Exercise objective →
From the line with "Indicate the child's other" through the final line, transcribe the material below character for character; include no other lines.

..............................

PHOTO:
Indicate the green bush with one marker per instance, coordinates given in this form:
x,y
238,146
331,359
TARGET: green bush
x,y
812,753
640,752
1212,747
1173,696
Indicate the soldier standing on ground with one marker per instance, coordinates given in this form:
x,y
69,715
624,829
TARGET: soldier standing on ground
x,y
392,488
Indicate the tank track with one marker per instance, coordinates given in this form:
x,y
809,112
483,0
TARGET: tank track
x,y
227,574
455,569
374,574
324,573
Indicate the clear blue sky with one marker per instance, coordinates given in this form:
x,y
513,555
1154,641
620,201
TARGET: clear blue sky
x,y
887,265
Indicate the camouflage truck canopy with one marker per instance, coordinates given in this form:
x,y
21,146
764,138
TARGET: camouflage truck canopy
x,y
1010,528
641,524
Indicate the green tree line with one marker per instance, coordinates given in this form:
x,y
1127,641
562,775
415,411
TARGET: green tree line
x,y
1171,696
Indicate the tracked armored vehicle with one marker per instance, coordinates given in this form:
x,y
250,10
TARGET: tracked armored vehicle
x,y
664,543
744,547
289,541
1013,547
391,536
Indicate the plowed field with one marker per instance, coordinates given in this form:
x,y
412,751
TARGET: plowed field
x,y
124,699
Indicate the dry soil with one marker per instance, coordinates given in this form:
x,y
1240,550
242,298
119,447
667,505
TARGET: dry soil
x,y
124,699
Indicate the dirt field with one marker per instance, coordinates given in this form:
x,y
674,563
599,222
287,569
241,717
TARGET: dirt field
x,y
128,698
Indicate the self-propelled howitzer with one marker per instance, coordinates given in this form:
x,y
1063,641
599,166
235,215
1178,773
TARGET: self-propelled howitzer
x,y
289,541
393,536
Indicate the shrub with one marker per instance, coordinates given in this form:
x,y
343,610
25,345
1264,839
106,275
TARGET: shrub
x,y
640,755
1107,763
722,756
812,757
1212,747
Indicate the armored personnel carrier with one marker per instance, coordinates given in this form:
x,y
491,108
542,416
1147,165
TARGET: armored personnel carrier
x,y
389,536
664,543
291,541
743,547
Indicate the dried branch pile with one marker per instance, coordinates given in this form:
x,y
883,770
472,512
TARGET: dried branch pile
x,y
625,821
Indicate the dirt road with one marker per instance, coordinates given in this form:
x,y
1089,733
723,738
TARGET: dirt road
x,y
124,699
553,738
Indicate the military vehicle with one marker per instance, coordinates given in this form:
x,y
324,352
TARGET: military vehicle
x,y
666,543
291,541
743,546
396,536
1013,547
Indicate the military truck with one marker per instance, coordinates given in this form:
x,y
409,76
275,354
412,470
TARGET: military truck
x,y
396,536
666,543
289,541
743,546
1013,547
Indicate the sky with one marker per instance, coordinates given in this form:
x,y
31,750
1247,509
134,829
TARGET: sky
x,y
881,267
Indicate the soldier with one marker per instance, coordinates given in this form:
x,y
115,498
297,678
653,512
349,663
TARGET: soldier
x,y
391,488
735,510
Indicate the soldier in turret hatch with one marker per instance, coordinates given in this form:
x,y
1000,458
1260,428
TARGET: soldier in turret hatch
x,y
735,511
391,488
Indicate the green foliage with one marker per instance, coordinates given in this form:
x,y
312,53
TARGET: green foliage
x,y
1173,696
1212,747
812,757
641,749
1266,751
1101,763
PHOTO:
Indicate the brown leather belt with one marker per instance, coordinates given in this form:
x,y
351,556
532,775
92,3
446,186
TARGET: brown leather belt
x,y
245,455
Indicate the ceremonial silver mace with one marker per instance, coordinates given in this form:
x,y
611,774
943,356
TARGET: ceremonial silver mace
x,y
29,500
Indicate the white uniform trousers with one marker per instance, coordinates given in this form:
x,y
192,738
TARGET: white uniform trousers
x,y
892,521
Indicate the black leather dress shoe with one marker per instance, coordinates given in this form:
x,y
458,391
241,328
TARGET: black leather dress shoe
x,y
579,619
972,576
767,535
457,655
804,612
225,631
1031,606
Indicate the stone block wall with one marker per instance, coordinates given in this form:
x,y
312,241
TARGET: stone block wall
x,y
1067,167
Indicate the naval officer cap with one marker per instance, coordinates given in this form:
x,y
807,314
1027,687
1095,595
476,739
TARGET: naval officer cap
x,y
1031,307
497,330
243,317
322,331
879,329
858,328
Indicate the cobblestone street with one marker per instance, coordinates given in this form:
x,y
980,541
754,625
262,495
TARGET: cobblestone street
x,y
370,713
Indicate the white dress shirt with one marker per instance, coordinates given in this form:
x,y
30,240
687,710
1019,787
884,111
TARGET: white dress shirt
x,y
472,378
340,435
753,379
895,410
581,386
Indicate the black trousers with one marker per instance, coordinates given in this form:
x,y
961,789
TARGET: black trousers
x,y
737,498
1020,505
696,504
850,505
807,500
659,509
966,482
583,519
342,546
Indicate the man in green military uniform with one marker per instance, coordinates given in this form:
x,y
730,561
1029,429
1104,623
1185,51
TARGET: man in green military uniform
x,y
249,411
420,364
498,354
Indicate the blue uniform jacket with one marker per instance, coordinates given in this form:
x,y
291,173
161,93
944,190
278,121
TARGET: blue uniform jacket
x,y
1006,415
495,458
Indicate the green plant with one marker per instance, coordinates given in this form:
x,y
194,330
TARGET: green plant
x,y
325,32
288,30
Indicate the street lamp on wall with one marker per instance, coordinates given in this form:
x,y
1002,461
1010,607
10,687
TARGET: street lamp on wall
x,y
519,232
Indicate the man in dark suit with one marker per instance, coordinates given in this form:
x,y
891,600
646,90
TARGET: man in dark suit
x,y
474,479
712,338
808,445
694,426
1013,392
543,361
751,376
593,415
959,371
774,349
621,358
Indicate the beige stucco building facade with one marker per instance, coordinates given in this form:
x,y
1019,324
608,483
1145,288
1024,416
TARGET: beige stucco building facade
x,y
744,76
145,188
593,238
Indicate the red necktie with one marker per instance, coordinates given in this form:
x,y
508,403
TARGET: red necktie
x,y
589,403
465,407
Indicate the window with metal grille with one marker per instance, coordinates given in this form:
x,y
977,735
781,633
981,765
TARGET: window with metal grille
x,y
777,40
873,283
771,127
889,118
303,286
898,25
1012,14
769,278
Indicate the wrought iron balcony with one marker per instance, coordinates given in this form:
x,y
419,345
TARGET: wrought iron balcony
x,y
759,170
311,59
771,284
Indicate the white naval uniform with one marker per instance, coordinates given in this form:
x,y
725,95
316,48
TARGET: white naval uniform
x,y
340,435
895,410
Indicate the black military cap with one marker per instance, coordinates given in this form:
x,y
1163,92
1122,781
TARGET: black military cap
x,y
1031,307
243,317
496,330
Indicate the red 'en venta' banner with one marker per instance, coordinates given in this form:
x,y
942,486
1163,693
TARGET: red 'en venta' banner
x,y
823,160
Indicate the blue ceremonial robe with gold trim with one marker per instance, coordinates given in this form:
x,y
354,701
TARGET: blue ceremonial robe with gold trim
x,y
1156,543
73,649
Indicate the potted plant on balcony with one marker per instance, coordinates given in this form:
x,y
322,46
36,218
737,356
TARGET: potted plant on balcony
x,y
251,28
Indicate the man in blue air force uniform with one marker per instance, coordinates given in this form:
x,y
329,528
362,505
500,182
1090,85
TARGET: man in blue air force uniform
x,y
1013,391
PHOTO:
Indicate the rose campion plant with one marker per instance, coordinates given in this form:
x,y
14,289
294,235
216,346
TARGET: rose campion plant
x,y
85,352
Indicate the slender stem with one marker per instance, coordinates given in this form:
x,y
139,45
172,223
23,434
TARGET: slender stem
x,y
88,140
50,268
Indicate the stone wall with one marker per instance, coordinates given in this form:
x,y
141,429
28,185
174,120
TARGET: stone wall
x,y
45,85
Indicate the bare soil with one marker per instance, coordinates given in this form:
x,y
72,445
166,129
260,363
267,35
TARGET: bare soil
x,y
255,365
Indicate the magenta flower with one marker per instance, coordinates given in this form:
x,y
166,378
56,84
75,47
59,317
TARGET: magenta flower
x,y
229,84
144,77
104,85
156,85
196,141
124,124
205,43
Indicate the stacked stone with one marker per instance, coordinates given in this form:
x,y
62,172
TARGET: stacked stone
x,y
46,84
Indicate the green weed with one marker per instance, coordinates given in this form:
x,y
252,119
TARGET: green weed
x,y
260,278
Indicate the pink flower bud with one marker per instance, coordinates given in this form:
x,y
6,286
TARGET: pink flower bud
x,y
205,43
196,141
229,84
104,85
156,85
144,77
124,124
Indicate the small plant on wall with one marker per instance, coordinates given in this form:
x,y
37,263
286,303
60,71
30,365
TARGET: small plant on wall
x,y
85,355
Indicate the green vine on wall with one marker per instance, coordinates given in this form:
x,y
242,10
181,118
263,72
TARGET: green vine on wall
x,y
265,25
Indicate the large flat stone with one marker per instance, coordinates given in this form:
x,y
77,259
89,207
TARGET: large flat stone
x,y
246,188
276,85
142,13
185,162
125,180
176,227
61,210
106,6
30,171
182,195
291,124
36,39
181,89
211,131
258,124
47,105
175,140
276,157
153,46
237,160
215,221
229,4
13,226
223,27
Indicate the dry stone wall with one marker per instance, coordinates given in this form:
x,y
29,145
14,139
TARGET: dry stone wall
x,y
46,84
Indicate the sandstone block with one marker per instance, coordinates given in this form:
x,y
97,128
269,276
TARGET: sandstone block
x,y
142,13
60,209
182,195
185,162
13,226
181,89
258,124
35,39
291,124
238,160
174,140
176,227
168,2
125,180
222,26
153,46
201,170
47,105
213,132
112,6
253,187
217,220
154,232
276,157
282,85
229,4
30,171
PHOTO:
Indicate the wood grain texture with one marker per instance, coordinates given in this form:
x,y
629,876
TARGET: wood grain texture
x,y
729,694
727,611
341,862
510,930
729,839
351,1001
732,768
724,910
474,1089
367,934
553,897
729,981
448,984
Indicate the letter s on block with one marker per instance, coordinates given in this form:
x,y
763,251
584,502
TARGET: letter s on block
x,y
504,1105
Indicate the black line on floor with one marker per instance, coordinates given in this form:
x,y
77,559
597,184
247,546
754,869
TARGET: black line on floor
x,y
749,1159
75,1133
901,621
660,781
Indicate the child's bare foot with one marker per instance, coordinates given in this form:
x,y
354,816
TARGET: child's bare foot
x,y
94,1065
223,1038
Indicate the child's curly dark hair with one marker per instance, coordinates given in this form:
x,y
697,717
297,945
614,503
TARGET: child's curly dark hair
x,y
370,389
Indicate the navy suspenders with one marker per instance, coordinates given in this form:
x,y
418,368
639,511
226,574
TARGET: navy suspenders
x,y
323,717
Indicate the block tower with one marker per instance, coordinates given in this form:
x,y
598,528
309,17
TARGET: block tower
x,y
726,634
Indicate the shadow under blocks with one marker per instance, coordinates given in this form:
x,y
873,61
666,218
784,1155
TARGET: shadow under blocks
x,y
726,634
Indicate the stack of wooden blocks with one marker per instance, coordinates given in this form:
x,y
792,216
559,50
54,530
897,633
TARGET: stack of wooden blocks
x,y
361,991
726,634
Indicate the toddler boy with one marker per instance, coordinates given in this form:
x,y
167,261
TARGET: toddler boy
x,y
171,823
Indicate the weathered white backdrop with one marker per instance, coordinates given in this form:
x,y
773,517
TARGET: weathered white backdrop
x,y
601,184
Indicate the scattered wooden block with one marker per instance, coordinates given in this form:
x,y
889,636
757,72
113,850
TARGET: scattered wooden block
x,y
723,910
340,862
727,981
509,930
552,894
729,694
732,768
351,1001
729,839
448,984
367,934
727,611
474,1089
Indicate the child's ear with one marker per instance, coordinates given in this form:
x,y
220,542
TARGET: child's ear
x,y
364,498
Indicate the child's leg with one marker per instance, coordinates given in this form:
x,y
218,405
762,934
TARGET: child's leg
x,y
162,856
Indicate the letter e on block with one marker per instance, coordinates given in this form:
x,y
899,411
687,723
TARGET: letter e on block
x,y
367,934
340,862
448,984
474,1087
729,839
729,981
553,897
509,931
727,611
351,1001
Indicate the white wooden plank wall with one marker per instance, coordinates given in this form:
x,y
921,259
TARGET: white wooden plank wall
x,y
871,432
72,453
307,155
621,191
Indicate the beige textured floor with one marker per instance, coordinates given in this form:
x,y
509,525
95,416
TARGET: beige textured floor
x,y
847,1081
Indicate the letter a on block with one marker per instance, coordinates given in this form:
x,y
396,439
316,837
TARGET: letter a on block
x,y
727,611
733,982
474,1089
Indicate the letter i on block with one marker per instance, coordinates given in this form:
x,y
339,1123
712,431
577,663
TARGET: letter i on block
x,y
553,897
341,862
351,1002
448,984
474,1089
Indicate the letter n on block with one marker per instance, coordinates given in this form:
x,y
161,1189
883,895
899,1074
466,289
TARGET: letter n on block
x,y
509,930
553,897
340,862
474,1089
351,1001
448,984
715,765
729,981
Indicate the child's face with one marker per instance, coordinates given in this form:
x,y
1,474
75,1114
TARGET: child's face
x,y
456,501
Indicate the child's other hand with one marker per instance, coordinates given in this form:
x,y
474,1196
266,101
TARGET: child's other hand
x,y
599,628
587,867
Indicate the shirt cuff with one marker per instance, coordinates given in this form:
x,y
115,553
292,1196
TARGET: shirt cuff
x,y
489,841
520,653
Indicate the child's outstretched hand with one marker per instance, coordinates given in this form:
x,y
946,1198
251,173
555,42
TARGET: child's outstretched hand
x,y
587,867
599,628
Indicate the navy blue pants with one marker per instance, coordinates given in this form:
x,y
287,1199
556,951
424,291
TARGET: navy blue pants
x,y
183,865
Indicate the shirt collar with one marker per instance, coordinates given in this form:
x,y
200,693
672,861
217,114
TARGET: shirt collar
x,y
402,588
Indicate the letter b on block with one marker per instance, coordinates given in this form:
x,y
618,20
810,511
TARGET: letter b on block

..............................

Expected answer →
Indicate the child's other hand with one marker per instance, coordinates given in this form:
x,y
474,1196
266,101
TARGET: child's other hand
x,y
599,628
587,867
Indicate the shirt cuff with one marker per instance, coordinates given in this form:
x,y
115,553
292,1196
TARGET: shirt cuff
x,y
489,841
520,653
Indicate the child's outstretched hand with one marker per instance, coordinates given in this form:
x,y
946,1198
251,173
555,42
TARGET: child's outstretched hand
x,y
587,867
599,628
Indicate the navy blue pants with one marker per instance, coordinates given in this form:
x,y
287,1199
556,951
424,291
TARGET: navy blue pants
x,y
183,865
Indicate the shirt collar with one marker per instance, coordinates given in this form:
x,y
200,693
672,861
217,114
TARGET: shirt collar
x,y
402,588
Indicate the letter b on block with one marker per instance, coordinates given in this form:
x,y
618,20
810,511
TARGET: letter b on block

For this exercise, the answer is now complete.